Collected data

────────────────────────────────────────

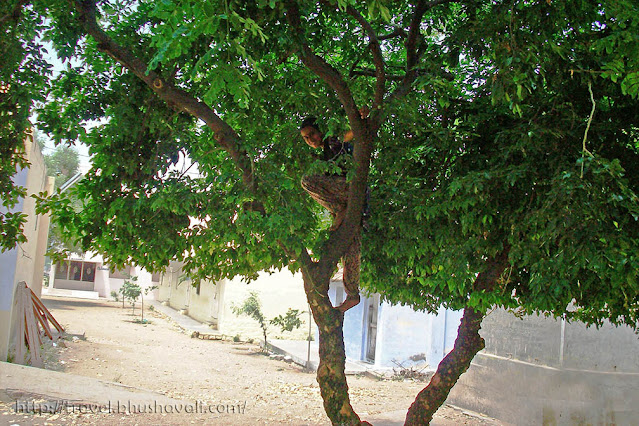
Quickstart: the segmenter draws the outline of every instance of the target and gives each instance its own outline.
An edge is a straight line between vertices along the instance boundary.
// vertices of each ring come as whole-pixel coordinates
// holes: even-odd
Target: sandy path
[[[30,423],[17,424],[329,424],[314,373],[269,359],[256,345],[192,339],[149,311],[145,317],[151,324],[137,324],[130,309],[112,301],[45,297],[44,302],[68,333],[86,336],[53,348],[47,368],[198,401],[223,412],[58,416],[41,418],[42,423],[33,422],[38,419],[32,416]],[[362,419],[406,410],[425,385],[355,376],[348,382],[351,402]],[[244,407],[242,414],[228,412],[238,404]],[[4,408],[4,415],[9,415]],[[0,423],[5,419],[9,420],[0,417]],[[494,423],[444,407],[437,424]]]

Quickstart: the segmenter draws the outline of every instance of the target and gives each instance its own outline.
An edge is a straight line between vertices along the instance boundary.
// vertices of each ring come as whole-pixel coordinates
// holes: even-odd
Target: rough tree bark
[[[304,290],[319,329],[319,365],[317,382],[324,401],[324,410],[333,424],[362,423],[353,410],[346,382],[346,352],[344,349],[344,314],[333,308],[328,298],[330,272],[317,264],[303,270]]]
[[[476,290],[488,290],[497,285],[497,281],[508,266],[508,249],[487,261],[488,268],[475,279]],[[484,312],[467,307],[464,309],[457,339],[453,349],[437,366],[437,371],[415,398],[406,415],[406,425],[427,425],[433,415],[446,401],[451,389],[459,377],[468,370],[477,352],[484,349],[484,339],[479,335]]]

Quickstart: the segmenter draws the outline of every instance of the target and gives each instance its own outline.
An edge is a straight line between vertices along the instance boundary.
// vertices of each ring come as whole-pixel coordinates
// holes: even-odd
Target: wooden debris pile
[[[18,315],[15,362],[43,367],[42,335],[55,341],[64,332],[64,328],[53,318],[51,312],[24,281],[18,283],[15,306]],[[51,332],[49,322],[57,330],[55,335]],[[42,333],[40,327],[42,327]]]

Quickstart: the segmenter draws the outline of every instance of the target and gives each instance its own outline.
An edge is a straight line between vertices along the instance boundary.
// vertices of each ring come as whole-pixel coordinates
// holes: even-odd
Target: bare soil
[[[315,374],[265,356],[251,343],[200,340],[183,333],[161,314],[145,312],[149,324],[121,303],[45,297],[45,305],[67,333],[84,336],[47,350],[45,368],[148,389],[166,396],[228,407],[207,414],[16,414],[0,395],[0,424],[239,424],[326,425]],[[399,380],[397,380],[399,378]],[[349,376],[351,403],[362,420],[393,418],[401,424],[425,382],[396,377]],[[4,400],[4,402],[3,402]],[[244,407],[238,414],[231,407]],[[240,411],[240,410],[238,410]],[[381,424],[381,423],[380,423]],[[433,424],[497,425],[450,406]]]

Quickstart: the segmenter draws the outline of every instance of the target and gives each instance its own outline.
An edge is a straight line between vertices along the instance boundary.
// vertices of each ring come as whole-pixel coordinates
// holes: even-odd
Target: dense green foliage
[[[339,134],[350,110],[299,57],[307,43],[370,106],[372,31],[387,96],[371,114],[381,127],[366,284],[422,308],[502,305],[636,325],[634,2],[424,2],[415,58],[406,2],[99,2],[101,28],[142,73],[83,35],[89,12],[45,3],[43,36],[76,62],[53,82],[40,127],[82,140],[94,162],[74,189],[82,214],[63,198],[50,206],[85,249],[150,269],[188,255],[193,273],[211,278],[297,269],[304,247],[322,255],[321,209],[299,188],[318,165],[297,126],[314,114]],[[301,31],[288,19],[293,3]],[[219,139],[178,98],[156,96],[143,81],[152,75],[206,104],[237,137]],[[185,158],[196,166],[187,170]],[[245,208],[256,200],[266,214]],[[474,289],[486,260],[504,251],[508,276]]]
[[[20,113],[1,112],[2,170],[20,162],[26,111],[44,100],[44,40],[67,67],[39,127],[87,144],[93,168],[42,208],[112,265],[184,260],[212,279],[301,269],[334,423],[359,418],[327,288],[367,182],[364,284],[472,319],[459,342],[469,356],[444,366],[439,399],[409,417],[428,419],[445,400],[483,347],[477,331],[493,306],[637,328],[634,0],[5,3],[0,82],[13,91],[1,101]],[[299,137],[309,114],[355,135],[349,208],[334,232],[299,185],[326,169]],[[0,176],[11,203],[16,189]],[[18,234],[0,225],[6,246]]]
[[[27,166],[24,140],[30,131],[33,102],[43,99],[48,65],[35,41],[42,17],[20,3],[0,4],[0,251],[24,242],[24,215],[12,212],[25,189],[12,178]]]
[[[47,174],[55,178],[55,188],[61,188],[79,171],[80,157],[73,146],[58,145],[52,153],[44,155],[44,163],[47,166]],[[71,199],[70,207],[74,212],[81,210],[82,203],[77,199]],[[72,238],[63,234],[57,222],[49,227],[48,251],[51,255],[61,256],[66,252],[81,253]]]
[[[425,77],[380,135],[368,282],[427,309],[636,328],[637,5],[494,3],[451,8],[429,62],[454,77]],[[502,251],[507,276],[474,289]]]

────────────────────────────────────────

**Problem**
Without including the pictures, reproduce all entries exactly.

**Task result**
Quickstart: the segmenter draws the outline of every instance of the target and gives each instance its own outline.
An edge is a straight line between vertices along the instance boundary.
// vertices of each ring come as whole-pixel coordinates
// holes: even-odd
Target: sandy path
[[[30,423],[17,424],[329,424],[314,373],[269,359],[256,345],[192,339],[149,311],[145,317],[151,324],[137,324],[130,309],[112,301],[45,297],[44,302],[68,333],[86,336],[53,348],[47,368],[198,401],[223,412],[58,416],[41,418],[42,423],[33,422],[38,419],[32,416]],[[362,419],[406,410],[425,385],[355,376],[348,382],[351,402]],[[244,407],[242,414],[228,412],[238,404]],[[4,408],[4,415],[9,415]],[[0,423],[5,419],[9,420],[0,417]],[[494,423],[444,407],[437,424]]]

Quickstart: the segmenter draws the outline of every instance of the target and gives each instance its own outline.
An edge is a straight line between vertices along the instance boundary.
// vertices of each ring come as whole-pixel coordinates
// holes: even-odd
Target: rough tree bark
[[[304,290],[319,329],[319,365],[317,382],[324,401],[324,410],[333,424],[362,423],[353,410],[346,382],[346,352],[344,349],[344,314],[333,308],[328,298],[330,272],[317,264],[303,270]]]
[[[476,290],[488,290],[497,285],[497,281],[508,266],[508,249],[487,261],[488,268],[475,279]],[[484,312],[467,307],[464,309],[457,339],[453,349],[437,366],[437,371],[415,398],[406,415],[406,425],[427,425],[433,415],[446,401],[451,389],[459,377],[468,370],[477,352],[484,349],[484,339],[479,335]]]

Quickstart: the segmenter draws the outline of every instance of the target and gives each instance its own outline.
An edge is a straight line between vertices along the instance boundary.
// vertices of each ring come as whole-pixel coordinates
// holes: even-odd
Target: wooden debris pile
[[[18,315],[15,362],[43,367],[42,335],[55,341],[64,332],[64,328],[53,318],[51,312],[24,281],[18,283],[15,306]],[[51,332],[49,322],[57,330],[55,335]],[[42,333],[40,327],[42,327]]]

Quickstart: the segmenter draws the outline of every instance of the target and gives each instance its own outline.
An edge is a straight line between vertices along the instance boundary.
// vertices of each ring come as whole-pixel coordinates
// holes: even-odd
Target: bare soil
[[[315,374],[265,356],[251,343],[200,340],[183,333],[161,314],[145,312],[149,324],[121,303],[45,297],[45,305],[67,333],[84,336],[47,350],[45,368],[148,389],[166,396],[228,407],[207,414],[16,414],[0,395],[0,424],[239,424],[326,425]],[[399,380],[397,380],[399,378]],[[349,376],[351,403],[362,420],[393,418],[401,424],[425,382],[396,377]],[[4,400],[4,402],[3,402]],[[244,407],[238,414],[231,407]],[[240,411],[240,410],[238,410]],[[381,424],[381,423],[380,423]],[[433,424],[497,425],[450,406]]]

Quickstart: the segmenter draws the outline of every instance of the target and gives each instance its own outline.
An edge is a straight line between vertices along the instance boundary.
// vertices of each ring come as whole-pixel coordinates
// holes: even-odd
Target: dense green foliage
[[[339,134],[350,110],[299,57],[307,43],[370,106],[372,31],[387,96],[371,114],[381,127],[366,284],[422,308],[502,305],[636,325],[634,2],[424,2],[415,58],[406,2],[99,2],[101,28],[142,73],[83,35],[89,12],[45,3],[43,36],[76,62],[53,82],[40,127],[82,140],[94,162],[74,189],[82,214],[63,198],[50,206],[85,249],[150,269],[188,255],[193,273],[211,278],[297,269],[304,247],[322,255],[321,209],[299,188],[318,165],[297,126],[314,114]],[[301,31],[288,19],[293,3]],[[219,139],[178,98],[156,96],[143,81],[152,75],[206,104],[237,137]],[[185,158],[196,166],[187,170]],[[245,208],[256,200],[266,214]],[[474,289],[486,260],[504,251],[508,276]]]
[[[20,113],[1,112],[2,170],[20,162],[26,111],[44,100],[44,40],[67,67],[39,127],[87,144],[93,168],[42,208],[112,265],[184,260],[212,279],[301,269],[334,423],[359,418],[327,288],[367,182],[364,284],[472,319],[459,342],[469,356],[444,366],[439,399],[409,417],[428,419],[445,400],[483,347],[477,331],[493,306],[637,328],[634,0],[5,3],[0,82],[13,91],[1,101]],[[299,137],[309,114],[355,135],[349,208],[334,232],[299,185],[326,169]],[[0,176],[11,203],[16,189]],[[18,234],[0,225],[6,246]]]
[[[27,166],[24,140],[30,131],[33,102],[43,99],[48,65],[35,41],[42,17],[20,3],[0,4],[0,251],[24,242],[24,215],[12,212],[25,189],[12,178]]]
[[[47,174],[55,178],[55,188],[61,188],[79,171],[80,157],[73,146],[58,145],[52,153],[44,155],[44,163],[47,166]],[[71,199],[70,207],[74,212],[81,210],[82,203],[77,199]],[[72,238],[63,234],[57,222],[49,227],[48,251],[51,255],[61,256],[66,252],[81,253]]]
[[[425,77],[380,135],[368,282],[427,309],[636,328],[637,5],[494,3],[451,8],[429,62],[454,77]],[[502,251],[507,276],[474,289]]]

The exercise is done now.